* STATED GOAL 1: Below is an XFS profiling message. List every kernel symbol in its Machine B profile, each with its percentage.

* EXTRACT TO READ:
On Wed, May 20, 2020 at 08:23:09AM +1000, Dave Chinner wrote:
> From: Dave Chinner <dchinner@redhat.com>
> 
> Seeing massive cpu usage from xfs_agino_range() on one machine;
> instruction level profiles look similar to another machine running
> the same workload, only one machien is consuming 10x as much CPU as
> the other and going much slower. The only real difference between
> the two machines is core count per socket. Both are running
> identical 16p/16GB virtual machine configurations
> 
> Machine A:
> 
>   25.83%  [k] xfs_agino_range
>   12.68%  [k] __xfs_dir3_data_check
>    6.95%  [k] xfs_verify_ino
>    6.78%  [k] xfs_dir2_data_entry_tag_p
>    3.56%  [k] xfs_buf_find
>    2.31%  [k] xfs_verify_dir_ino
>    2.02%  [k] xfs_dabuf_map.constprop.0
>    1.65%  [k] xfs_ag_block_count
> 
> And takes around 13 minutes to remove 50 million inodes.
> 
> Machine B:
> 
>   13.90%  [k] __pv_queued_spin_lock_slowpath
>    3.76%  [k] do_raw_spin_lock
>    2.83%  [k] xfs_dir3_leaf_check_int
>    2.75%  [k] xfs_agino_range
>    2.51%  [k] __raw_callee_save___pv_queued_spin_unlock
>    2.18%  [k] __xfs_dir3_data_check
>    2.02%  [k] xfs_log_commit_cil
> 
> And takes around 5m30s to remove 50 million inodes.
> 
> Suspect is cacheline contention on m_sectbb_log which is used in one
> of the macros in xfs_agino_range. This is a read-only variable but
> shares a cacheline with m_active_trans which is a global atomic that
> gets bounced all around the machine.
> 
> The workload is trying to run hundreds of thousands of transactions
> per second and hence cacheline contention will be occuring on this
> atomic counter. Hence xfs_agino_range() is likely just be an
> innocent bystander as the cache coherency protocol fights over the
> cacheline between CPU cores and sockets.

* EXTRACTED MATERIAL:

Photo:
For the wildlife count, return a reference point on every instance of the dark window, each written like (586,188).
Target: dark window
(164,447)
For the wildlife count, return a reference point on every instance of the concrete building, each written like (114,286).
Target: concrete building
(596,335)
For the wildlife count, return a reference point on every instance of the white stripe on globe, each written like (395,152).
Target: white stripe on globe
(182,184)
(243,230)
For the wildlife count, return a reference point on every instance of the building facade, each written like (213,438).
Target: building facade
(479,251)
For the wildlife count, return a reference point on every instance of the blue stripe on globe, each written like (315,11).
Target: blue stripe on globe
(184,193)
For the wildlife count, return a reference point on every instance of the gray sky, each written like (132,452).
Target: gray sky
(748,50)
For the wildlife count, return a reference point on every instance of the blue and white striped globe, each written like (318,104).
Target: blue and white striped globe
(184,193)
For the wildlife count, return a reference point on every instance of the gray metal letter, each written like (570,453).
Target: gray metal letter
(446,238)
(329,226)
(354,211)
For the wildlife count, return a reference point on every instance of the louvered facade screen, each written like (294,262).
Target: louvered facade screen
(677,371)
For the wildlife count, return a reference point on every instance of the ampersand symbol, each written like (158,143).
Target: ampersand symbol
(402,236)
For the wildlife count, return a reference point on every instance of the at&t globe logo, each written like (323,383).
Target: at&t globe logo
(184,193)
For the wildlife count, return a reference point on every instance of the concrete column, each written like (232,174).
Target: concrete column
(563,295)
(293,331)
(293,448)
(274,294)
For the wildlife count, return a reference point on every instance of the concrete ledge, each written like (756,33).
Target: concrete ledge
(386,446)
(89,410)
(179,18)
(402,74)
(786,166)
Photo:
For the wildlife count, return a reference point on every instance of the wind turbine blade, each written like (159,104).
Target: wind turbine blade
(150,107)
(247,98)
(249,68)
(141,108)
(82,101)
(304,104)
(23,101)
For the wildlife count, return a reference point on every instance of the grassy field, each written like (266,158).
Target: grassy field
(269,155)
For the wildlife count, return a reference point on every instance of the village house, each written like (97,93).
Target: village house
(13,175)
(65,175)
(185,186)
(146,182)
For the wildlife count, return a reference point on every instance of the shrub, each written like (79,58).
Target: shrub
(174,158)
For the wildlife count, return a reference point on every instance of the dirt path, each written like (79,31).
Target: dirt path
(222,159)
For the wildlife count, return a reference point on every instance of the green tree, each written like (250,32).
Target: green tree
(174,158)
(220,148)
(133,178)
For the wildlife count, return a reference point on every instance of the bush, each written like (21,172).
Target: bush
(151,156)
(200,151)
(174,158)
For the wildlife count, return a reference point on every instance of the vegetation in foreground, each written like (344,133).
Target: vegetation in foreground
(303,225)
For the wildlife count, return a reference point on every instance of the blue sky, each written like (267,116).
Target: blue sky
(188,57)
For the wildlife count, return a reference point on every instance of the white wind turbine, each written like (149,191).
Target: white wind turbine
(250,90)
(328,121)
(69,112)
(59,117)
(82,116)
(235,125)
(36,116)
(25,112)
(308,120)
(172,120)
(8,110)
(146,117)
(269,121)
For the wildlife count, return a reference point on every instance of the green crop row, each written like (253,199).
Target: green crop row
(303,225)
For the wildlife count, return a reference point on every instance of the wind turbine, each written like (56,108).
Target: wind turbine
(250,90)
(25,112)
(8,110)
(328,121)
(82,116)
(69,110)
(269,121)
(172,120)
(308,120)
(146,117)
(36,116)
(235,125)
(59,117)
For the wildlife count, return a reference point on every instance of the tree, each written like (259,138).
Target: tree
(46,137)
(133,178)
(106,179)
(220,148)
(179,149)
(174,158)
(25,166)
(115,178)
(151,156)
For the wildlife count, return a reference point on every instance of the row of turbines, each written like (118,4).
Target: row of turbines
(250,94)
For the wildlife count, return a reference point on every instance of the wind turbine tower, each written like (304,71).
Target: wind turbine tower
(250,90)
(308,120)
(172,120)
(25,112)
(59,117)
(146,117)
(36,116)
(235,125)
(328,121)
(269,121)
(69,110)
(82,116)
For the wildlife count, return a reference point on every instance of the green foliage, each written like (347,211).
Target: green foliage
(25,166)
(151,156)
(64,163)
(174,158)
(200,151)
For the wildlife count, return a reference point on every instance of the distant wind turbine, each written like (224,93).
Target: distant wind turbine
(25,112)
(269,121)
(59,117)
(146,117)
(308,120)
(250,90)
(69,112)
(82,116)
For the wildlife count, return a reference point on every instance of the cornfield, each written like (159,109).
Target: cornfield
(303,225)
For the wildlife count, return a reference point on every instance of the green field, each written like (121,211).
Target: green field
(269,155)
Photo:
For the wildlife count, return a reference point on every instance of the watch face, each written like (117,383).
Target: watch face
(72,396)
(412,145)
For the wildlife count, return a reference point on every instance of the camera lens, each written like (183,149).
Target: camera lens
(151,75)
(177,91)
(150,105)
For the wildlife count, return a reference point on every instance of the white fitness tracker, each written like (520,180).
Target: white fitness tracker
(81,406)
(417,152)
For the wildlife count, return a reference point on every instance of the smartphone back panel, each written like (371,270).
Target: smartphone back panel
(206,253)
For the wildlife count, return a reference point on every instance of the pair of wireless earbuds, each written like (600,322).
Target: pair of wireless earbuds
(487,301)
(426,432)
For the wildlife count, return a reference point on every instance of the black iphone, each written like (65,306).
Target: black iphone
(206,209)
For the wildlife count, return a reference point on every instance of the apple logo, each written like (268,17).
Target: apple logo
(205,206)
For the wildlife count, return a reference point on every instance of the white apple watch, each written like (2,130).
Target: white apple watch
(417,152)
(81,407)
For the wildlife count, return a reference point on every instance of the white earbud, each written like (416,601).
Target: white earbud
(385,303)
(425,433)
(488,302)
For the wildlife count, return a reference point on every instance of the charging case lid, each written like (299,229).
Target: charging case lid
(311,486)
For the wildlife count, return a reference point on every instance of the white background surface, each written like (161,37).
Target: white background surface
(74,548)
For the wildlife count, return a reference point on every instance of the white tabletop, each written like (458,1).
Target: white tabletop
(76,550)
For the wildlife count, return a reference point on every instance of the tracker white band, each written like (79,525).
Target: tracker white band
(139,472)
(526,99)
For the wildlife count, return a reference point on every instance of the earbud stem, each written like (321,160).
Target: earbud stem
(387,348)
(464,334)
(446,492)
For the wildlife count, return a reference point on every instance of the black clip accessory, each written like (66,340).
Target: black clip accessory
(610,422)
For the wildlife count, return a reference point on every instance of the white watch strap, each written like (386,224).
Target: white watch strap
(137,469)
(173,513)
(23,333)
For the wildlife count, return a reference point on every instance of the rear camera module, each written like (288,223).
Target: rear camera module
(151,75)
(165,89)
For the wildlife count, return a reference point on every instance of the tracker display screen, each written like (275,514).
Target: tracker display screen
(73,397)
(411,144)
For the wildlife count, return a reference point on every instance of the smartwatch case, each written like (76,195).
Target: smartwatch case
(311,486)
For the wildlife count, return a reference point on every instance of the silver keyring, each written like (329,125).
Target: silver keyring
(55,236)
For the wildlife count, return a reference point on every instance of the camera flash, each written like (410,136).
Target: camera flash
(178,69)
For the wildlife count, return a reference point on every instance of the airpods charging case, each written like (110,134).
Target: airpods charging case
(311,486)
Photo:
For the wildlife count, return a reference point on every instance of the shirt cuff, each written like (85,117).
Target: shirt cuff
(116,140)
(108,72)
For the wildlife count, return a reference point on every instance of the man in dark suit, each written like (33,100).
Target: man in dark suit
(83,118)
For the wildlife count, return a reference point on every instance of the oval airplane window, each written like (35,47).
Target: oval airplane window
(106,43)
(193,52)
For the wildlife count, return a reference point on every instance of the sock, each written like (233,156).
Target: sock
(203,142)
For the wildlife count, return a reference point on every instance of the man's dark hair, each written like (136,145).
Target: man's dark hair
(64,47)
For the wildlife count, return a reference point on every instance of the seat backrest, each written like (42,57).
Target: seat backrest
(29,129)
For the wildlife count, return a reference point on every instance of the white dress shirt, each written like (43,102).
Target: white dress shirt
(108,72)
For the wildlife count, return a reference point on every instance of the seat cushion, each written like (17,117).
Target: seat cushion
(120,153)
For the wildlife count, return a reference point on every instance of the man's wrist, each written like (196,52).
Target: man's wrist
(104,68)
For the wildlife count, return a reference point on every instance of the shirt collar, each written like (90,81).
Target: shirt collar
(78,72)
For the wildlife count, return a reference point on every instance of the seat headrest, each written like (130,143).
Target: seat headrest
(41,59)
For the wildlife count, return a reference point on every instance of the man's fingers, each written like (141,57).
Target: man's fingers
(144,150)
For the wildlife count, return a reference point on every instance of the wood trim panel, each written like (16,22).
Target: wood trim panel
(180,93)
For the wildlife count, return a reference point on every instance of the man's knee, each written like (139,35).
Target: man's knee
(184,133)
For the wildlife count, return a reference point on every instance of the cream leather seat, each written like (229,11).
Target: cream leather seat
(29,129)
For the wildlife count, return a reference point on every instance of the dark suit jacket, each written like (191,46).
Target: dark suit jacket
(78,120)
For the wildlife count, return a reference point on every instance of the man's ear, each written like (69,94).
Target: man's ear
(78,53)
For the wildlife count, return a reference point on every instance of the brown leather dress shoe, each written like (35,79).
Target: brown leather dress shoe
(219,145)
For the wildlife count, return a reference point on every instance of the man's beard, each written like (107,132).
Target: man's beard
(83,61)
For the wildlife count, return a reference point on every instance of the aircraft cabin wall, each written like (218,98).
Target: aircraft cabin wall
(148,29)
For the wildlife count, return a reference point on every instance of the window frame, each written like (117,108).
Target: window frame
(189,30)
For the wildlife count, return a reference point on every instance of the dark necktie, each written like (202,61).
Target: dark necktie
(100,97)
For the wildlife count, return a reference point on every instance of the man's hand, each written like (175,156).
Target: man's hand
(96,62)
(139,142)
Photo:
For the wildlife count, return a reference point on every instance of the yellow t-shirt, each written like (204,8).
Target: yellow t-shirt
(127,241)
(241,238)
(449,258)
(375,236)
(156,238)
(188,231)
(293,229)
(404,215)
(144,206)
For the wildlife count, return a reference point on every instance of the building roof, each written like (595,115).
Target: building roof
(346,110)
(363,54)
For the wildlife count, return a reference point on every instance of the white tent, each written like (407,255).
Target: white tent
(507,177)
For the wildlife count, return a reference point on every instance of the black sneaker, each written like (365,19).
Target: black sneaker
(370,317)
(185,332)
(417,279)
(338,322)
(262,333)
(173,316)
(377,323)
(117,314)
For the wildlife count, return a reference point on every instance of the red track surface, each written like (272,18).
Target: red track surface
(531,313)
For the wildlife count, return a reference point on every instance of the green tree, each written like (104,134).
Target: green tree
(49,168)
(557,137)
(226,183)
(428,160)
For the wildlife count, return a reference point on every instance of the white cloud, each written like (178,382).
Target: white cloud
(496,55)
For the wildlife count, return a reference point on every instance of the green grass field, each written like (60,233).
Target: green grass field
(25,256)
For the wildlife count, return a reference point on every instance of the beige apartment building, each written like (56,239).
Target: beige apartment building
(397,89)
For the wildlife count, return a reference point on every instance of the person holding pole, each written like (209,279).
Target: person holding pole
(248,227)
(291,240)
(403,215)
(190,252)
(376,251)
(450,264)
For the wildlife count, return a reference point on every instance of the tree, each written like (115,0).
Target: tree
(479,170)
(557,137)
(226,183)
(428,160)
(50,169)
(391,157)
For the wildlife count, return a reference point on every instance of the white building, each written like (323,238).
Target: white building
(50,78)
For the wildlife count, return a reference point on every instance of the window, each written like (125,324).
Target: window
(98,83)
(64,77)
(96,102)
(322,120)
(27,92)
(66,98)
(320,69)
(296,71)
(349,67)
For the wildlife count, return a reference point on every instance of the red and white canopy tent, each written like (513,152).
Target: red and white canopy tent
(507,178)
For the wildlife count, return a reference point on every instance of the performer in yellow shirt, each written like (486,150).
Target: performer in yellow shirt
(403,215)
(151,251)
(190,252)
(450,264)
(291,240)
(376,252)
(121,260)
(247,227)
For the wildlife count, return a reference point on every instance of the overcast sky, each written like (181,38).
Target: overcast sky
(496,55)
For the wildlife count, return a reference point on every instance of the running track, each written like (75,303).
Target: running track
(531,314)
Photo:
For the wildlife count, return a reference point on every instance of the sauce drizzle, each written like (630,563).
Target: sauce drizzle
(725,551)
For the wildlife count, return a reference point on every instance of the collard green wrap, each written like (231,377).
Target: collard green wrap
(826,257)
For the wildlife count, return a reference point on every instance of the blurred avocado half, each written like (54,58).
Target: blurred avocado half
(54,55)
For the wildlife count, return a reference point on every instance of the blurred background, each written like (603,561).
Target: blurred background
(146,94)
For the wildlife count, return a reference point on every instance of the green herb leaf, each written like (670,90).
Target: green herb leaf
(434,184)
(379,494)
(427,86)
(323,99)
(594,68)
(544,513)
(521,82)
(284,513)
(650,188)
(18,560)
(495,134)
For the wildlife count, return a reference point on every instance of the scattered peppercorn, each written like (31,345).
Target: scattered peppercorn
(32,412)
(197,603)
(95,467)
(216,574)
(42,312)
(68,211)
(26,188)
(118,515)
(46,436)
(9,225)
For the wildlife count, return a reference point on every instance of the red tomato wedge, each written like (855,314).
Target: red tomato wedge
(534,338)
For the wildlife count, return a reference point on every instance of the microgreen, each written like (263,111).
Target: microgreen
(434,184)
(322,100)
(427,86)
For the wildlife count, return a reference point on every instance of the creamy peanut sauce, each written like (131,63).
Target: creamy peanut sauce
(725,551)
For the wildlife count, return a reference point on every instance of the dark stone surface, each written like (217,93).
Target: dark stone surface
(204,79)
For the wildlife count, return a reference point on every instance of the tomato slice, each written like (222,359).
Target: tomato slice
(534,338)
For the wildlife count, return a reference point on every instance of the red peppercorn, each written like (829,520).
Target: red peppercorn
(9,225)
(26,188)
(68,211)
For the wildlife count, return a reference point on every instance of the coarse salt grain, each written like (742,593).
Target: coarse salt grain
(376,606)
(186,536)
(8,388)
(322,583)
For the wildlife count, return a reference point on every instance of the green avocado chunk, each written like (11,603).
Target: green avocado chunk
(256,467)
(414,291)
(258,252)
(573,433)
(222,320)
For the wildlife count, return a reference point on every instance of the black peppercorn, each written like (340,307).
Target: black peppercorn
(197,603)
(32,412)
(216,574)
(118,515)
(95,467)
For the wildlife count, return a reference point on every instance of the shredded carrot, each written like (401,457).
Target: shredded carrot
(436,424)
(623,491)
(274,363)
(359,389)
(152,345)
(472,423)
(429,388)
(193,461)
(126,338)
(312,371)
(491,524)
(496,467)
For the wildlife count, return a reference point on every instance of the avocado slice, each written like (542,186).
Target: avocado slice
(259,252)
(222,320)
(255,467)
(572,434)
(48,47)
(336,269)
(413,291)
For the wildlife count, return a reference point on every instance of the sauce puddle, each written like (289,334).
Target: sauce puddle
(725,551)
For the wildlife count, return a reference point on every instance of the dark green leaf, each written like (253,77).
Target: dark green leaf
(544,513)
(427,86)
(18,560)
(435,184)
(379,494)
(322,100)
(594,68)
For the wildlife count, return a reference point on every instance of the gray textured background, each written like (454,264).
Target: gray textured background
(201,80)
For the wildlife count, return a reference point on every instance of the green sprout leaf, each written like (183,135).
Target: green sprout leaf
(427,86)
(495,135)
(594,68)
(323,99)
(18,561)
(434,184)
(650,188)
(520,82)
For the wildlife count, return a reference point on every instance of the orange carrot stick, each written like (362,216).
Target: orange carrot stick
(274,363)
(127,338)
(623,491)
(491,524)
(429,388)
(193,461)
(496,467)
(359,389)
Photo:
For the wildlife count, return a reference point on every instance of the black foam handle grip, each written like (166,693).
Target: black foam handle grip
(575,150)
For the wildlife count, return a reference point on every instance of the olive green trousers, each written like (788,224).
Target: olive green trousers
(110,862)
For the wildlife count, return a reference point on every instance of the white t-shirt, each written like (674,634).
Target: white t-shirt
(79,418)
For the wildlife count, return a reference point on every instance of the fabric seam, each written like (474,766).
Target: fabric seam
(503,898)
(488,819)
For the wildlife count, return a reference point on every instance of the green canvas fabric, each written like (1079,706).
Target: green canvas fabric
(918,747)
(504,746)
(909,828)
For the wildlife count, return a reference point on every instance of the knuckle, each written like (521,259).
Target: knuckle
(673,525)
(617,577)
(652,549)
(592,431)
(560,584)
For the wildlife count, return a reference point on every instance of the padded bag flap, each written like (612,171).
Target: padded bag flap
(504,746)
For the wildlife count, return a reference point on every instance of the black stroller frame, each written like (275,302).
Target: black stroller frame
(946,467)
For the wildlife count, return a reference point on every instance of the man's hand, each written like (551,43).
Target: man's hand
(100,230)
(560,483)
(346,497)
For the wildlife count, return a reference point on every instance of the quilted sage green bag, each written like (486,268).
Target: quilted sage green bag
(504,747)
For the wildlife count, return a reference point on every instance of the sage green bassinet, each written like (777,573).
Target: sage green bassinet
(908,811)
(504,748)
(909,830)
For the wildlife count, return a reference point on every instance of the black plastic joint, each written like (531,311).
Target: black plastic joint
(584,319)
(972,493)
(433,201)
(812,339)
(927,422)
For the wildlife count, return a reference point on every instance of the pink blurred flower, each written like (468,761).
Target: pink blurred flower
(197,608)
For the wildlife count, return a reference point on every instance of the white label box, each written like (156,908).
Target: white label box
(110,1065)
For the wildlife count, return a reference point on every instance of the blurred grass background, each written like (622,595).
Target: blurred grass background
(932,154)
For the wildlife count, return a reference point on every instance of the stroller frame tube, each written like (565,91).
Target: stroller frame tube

* STATED GOAL 2: Please copy word for word the part of the rows that opens with the line containing "written like (156,908)." and closes with the last of the rows, both ends included.

* FULL SOLUTION 1:
__pv_queued_spin_lock_slowpath: 13.90%
do_raw_spin_lock: 3.76%
xfs_dir3_leaf_check_int: 2.83%
xfs_agino_range: 2.75%
__raw_callee_save___pv_queued_spin_unlock: 2.51%
__xfs_dir3_data_check: 2.18%
xfs_log_commit_cil: 2.02%

* FULL SOLUTION 2:
For the wildlife count, return a reference point on every instance of the white label box, each written like (156,908).
Target: white label box
(110,1065)
For the wildlife count, return a reference point on every instance of the blurred grass background, each written like (622,595).
Target: blurred grass background
(932,154)
For the wildlife count, return a reference point on every instance of the stroller frame tube, each written like (565,91).
Target: stroller frame tube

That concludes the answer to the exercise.